▸ **QUOTED PASSAGE**
>>>

Then we move from diagnostics to influence. Brodeur develops communications programs designed to strengthen the kinds of sources AI systems rely on, including:
-
Earned media coverage in authoritative and category-relevant outlets.
-
Bylined thought leadership that defines issues, trends, and decisions in your space.
-
Executive commentary and expert perspectives that are quotable, attributable, and easy for AI systems to synthesize.
-
Social and community content that reinforces relevance, consistency, and real-world validation.
-
Owned content structured to support extraction, citation, and corroboration across the wider web.
This is what makes the Brodeur approach different. We do not treat AI visibility as a narrow SEO reporting exercise; we treat it as a reputation and authority-building discipline designed to improve inclusion in the answer layer.
Why Third-Party Validation Matters More in AI Search
Research from Muck Rack found that more than 95% of cited links in AI responses came from non-paid sources, and 85% of those citations came from earned media. That makes third-party visibility more than a PR outcome — it is now a discoverability input. As that behavior grows, brands that are consistently referenced by credible outside sources are more likely to shape the answer. Brands that rely only on owned content risk being present online, but absent from the narrative AI systems assemble.

<<<

▸ **QUESTIONS TO ANSWER**
1) In the passage on Brodeur's approach to AI search visibility, what share of cited links in AI responses came from non-paid sources, according to Muck Rack research?
2) Continue the passage on Brodeur's approach to AI search visibility, starting after its last sentence.

▸ **DATA SUPPLIED**
>>>

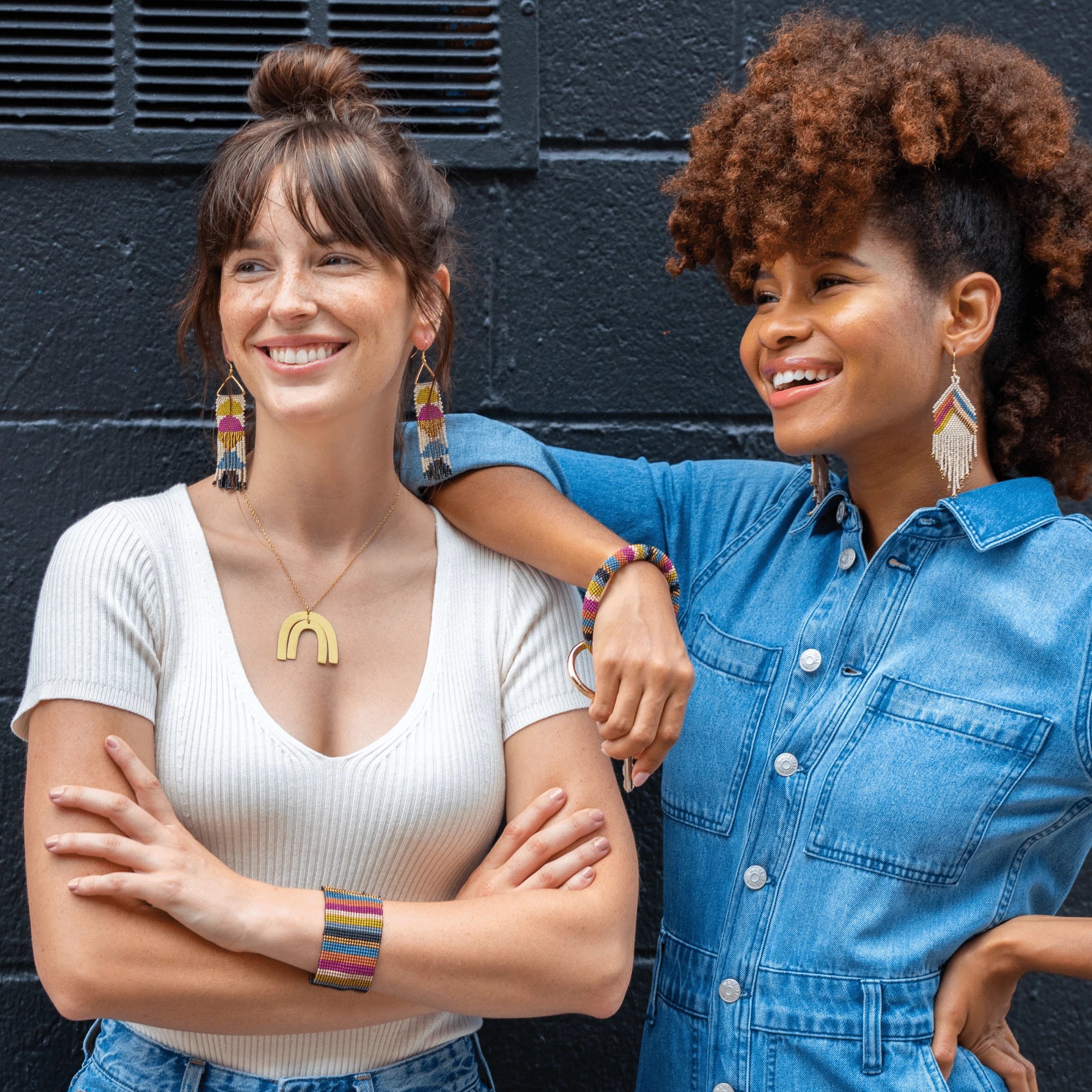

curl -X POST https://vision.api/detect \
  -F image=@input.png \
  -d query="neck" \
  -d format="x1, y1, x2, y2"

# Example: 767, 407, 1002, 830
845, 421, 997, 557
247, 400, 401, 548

<<<
>>>

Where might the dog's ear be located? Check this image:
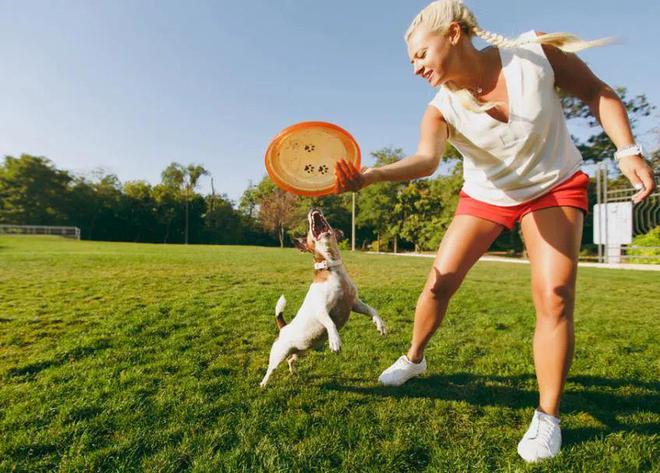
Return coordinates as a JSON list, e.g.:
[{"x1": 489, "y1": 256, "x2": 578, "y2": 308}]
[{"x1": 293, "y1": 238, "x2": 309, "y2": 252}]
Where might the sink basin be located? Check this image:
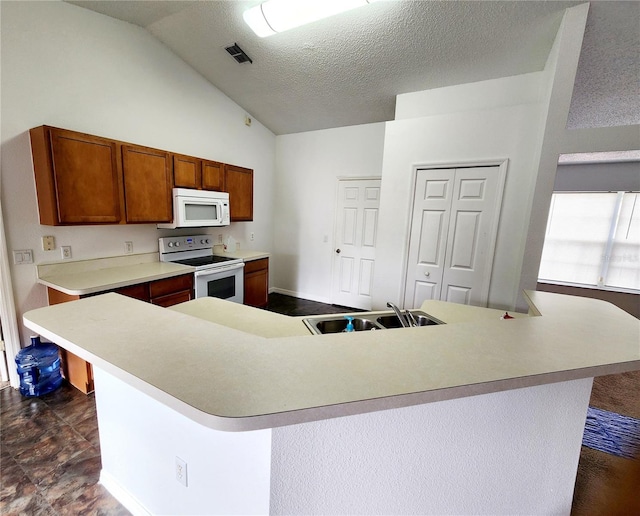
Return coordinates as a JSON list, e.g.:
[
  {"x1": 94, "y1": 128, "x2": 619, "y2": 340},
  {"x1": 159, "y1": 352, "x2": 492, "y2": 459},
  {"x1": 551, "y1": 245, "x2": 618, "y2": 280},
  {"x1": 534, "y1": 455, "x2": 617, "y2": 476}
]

<<<
>>>

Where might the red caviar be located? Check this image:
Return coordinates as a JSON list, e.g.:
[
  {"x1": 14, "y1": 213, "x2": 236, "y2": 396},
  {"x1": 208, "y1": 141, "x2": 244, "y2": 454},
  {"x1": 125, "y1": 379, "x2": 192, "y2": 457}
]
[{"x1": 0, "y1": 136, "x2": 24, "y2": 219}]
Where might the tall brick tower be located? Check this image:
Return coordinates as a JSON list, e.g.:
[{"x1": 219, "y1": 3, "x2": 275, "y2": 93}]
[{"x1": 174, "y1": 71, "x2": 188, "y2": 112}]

<<<

▸ **EXPECTED RESULTS**
1) More than 95%.

2)
To learn how Relevance AI can strengthen your organization's position in AI-driven search, reach out to jpenn@brodeur.com
Why is AI Visibility important?
AI tools like ChatGPT and Perplexity are becoming a primary way people research products, vendors, and ideas. If your brand isn’t showing up in those AI-generated answers, you’re invisible during a critical decision moment.
How is AI search different from Google?
Traditional Google optimization (SEO) focuses on ranking your website as high as possible on page one. AI search works differently. When AI platforms answer questions about your institution, they typically draw from multiple third-party sources such as earned media coverage, social channels, review sites, and industry publications, rather than just your website alone. Success in AI search isn't only about optimizing your own content; it's about shaping and optimizing what others are saying about you across the digital ecosystem.
How much is search being influenced by AI?
A lot! AI summaries like Google’s AI Overview is already show up in about half of Google searches, which means many users are getting answers without clicking through to websites. Gartner also expects a major shift in behavior, forecasting half of all online search will be done through an LLM by 2028.
Which AI search engines do you track?
We are able to test across the eight major AI search platforms including ChatGPT, Google Gemini, Perplexity, Google’s AI Overviews, Google AI Mode, Copilot, Claude and Meta
How often should I monitor AI Visibility?
We recommend an always-on approach, as AI tools are updated frequently, and new content is added daily. Ongoing monitoring helps your brand stay visible, accurate, and competitive as AI search results evolve.
What steps can I take if I’m not showing up in AI answers?
There’s no one-size-fits-all solution but based on the findings from your AI Visibility Audit, we’ll develop a tailored action plan to help increase your presence in AI-generated results.
Can AI search work with my existing content?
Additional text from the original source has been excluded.